The same method may be applied to 2D (cylindrical) and 3D rectangular conducting boxes that require, respectively, 2D or 3D infinite rectangular lattices of images; for example in a 3D box with sides \(\ a\), \(\ b\), and \(\ c\), charges \(\ \pm q\) are located at points (Fig. 28d)

\[\ \mathbf{r}_{j k l}^{\pm}=2 j a+2 k b+2 l c \pm \mathbf{r}^{\prime}\tag{2.196}\]

where \(\ \mathbf{r’}\) is the location of the initial (real) charge, and \(\ j\), \(\ k\), and \(\ l\) are arbitrary integers. Figure 28e shows a typical result of the summation of the potentials of such charge set, including the real one, in a 2D box (within the plane of the real charge). One can see that the equipotential surfaces, concentric near the charge, are naturally leaning along the conducting walls of the box, which have to be equipotential.

Even more surprisingly, the image charge method works very efficiently not only for rectilinear geometries, but also for spherical ones. Indeed, let us consider a point charge \(\ q\) at distance \(\ d\) from the center of a conducting, grounded sphere of radius R (Fig. 29a), and try to satisfy the boundary condition \(\ \phi=0\) for the electrostatic potential on the sphere’s surface using an imaginary charge \(\ q^{\prime}\) located at some point beyond the surface, i.e. inside the sphere.

From the problem’s symmetry, it is clear that the point should be at the line passing through the real charge and the sphere’s center, at some distance \(\ d^{\prime}\) from the center. Then the total potential created by the two charges at an arbitrary point with \(\ r \geq R\) (Fig. 29a) is

\[\ \phi(r, \theta)=\frac{1}{4 \pi \varepsilon_{0}}\left[\frac{q}{\left(r^{2}+d^{2}-2 r d \cos \theta\right)^{1 / 2}}+\frac{q^{\prime}}{\left(r^{2}+d^{\prime 2}-2 r d^{\prime} \cos \theta\right)^{1 / 2}}\right].\tag{2.197}\]

This expression shows that we can make the two fractions to be equal and opposite at all points on the sphere’s surface (i.e. for any \(\ \theta\) at \(\ r=R\)), if we take⁶⁴

\[\ d^{\prime}=\frac{R^{2}}{d}, \quad q^{\prime}=-\frac{R}{d} q.\tag{2.198}\]

Since the solution to any Poisson boundary problem is unique, Eqs. (197) and (198) give us the final solution for this problem. Fig. 29b shows a typical equipotential pattern following from this solution. It may be surprising how formulas that simple may describe such an elaborate field distribution.
#####
● **ACTIONS TO TAKE**
1. Answer these questions from the image charge text:
(a) In the expression for image charge positions in a 3D box, what kind of numbers are j, k, and l?
(b) Along what line must the imaginary charge for the grounded sphere lie?
(c) What property of Poisson boundary problems makes Eqs. (197) and (198) the final solution?
2. Summarize the image charge text in two sentences.
3. Write out the passage of the image charge text starting with "The same method" and going on through "to be equipotential.".

● **MATERIAL PROVIDED**
#####
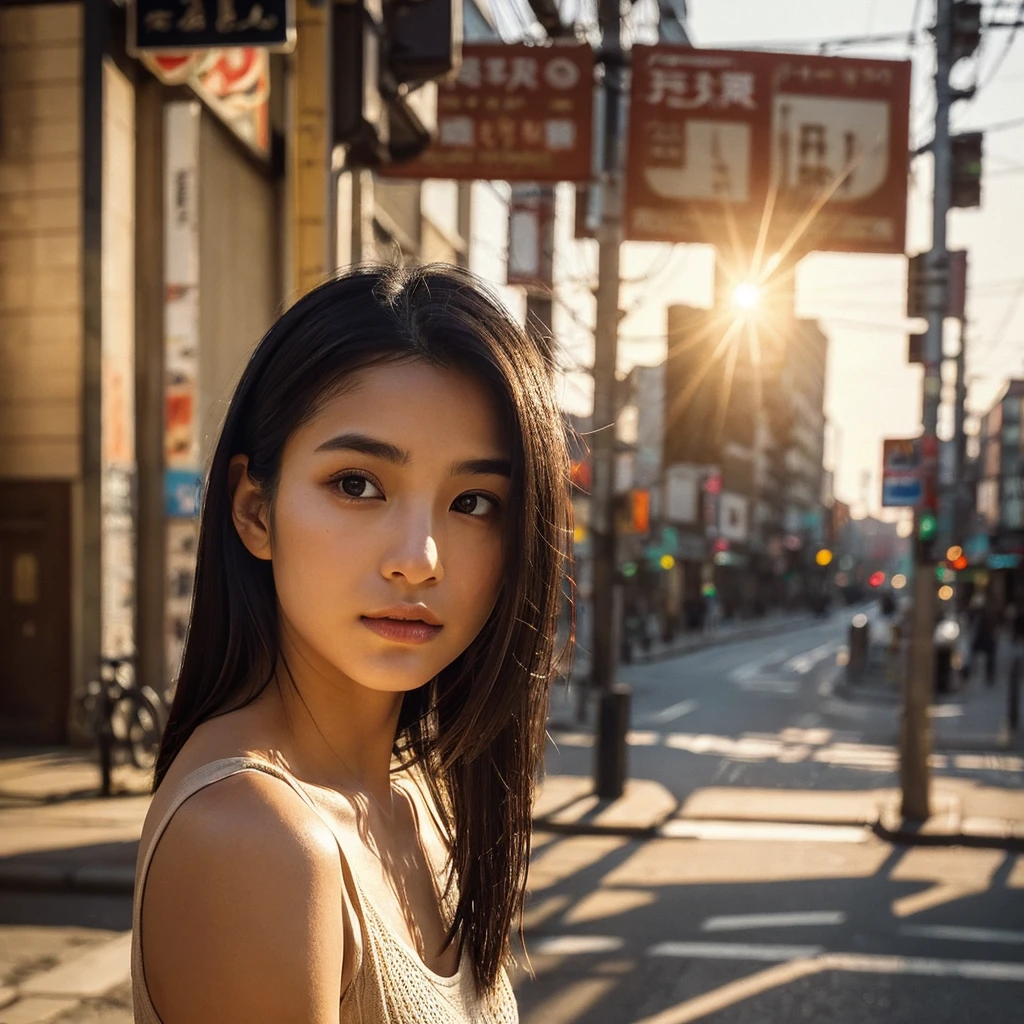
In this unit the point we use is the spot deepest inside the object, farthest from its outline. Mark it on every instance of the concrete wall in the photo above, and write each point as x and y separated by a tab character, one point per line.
40	241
#####
● **OUTPUTS BY TASK**
1.
(a) Arbitrary integers.
(b) The line passing through the real charge and the sphere's center.
(c) The solution to any Poisson boundary problem is unique.

2. The image charge method extends to 2D and 3D rectangular conducting boxes, which require 2D or 3D infinite rectangular lattices of images. It also works for a point charge near a conducting, grounded sphere, where a single imaginary charge inside the sphere, with distance and magnitude set by Eq. (2.198), makes the potential zero on the sphere's surface and gives the unique solution.

3.
The same method may be applied to 2D (cylindrical) and 3D rectangular conducting boxes that require, respectively, 2D or 3D infinite rectangular lattices of images; for example in a 3D box with sides \(\ a\), \(\ b\), and \(\ c\), charges \(\ \pm q\) are located at points (Fig. 28d)

\[\ \mathbf{r}_{j k l}^{\pm}=2 j a+2 k b+2 l c \pm \mathbf{r}^{\prime}\tag{2.196}\]

where \(\ \mathbf{r’}\) is the location of the initial (real) charge, and \(\ j\), \(\ k\), and \(\ l\) are arbitrary integers. Figure 28e shows a typical result of the summation of the potentials of such charge set, including the real one, in a 2D box (within the plane of the real charge). One can see that the equipotential surfaces, concentric near the charge, are naturally leaning along the conducting walls of the box, which have to be equipotential.